▼▼▼
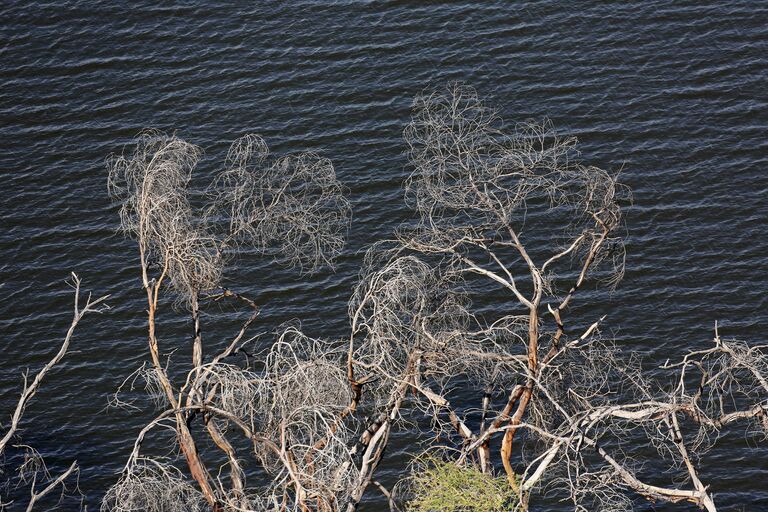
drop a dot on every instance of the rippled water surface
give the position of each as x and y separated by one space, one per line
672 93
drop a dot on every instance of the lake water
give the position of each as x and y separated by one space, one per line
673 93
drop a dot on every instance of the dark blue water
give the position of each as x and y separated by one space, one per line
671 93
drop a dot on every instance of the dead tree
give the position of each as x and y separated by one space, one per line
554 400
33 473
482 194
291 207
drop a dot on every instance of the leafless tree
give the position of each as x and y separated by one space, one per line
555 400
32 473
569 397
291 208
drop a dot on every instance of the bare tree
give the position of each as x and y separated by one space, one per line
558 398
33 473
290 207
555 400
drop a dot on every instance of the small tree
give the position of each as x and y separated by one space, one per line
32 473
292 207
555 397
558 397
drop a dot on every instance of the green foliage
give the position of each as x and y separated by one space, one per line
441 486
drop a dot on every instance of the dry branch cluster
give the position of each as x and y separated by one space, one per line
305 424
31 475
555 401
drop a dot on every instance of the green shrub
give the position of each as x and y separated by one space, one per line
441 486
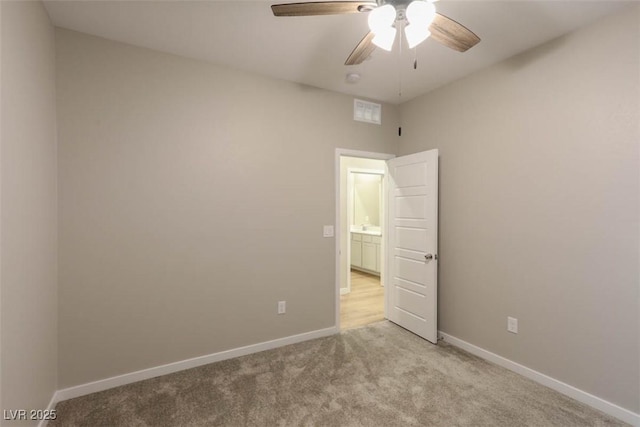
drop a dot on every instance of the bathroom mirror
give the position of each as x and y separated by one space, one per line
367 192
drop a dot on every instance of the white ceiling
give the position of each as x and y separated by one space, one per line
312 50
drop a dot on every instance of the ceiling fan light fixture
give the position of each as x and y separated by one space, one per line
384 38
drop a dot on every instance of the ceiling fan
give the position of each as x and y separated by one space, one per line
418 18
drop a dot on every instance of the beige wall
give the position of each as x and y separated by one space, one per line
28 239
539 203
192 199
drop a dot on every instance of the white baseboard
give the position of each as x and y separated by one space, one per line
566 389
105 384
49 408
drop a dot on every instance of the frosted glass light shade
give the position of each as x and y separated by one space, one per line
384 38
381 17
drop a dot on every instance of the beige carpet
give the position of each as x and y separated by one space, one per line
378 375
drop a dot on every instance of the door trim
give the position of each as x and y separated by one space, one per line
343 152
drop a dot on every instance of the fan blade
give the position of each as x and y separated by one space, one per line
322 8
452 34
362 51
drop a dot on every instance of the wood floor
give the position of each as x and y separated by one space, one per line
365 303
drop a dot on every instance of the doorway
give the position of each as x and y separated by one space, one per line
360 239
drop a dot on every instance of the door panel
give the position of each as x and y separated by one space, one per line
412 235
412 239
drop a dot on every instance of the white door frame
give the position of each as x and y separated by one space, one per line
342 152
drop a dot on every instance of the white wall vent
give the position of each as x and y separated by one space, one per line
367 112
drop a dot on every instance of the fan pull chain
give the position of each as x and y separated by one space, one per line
▲▲▲
=== Written request ===
Reproduce every one of the records above line for line, leaving out the pictures.

=== Problem solution ===
drop a dot on every instance of the rippled water surface
give the position of each as x and y separated by one space, one per line
672 93
drop a dot on every instance of the lake water
give the position of each as x and y separated by one space, one per line
673 93
drop a dot on every instance of the dark blue water
give the position of each as x and y separated by one space, one per line
671 93
drop a dot on every instance of the dead tree
give the position of each as x and y separated by one space, one per line
554 400
33 473
482 194
291 207
drop a dot on every instance of the leafless tree
give the position of each as x and y separated by one space, one per line
555 400
32 473
569 397
291 208
drop a dot on every instance of the bare tree
give the position of each as x and y separated by one space, one per line
558 398
33 473
290 207
555 400
drop a dot on every instance of the small tree
give the position of each as x and y separated by one space, one per line
32 473
292 207
555 397
558 397
drop a dot on every instance of the green foliage
give the position of each as x and y separated by one space, one per line
441 486
drop a dot on every instance of the dry branch cluster
give the position of each as x and y separated by one space, one per line
305 424
31 475
555 401
drop a dot on every instance of the green shrub
give the position of each as x and y separated by one space, one per line
441 486
drop a dot on every instance of the bathroom mirror
give the position of each as x and y separated by one space, one per line
367 192
drop a dot on every instance of the white ceiling
give the position of each as x and y separated by one space, one per line
312 50
drop a dot on every instance of the ceiling fan light fixture
give the position of each as x and y separated by one space, one per line
384 38
drop a dot on every instance of the ceiling fan
give the position of each as x and y separated by one space, one per line
418 18
drop a dot on every instance of the beige wall
give the position of each as x and y separated by one space, one per line
28 239
539 203
192 199
drop a dot on every instance of the white baseboard
give the position of each as x and y separated by one space, one per line
566 389
105 384
49 408
drop a dot on every instance of the frosted glass light shade
give the position of each as x and y separated by one space, one per line
384 38
381 17
drop a dot on every instance of the beige carpet
give the position of each as x and y separated by one space, one per line
378 375
drop a dot on every instance of the door trim
give the position of each as x and y separated by one space, one per line
343 152
drop a dot on every instance of the fan blade
give the position of each as x and y separated by one space, one per line
322 8
452 34
362 51
drop a dot on every instance of the wood floor
give the position of each as x and y separated by one space, one per line
365 303
drop a dot on every instance of the doorway
give the position of each as x and y separated by one space, one per line
360 239
drop a dot on every instance of the door panel
give the position of each as x and y separated by one space, one per line
412 235
412 239
drop a dot on every instance of the white door frame
give the position of each as x and y separated by one space, one per line
342 152
drop a dot on every instance of the white wall vent
give the position of each as x and y separated by one space, one per line
367 112
drop a dot on every instance of the fan pull chain
give the position of each as x and y separated by one space, one per line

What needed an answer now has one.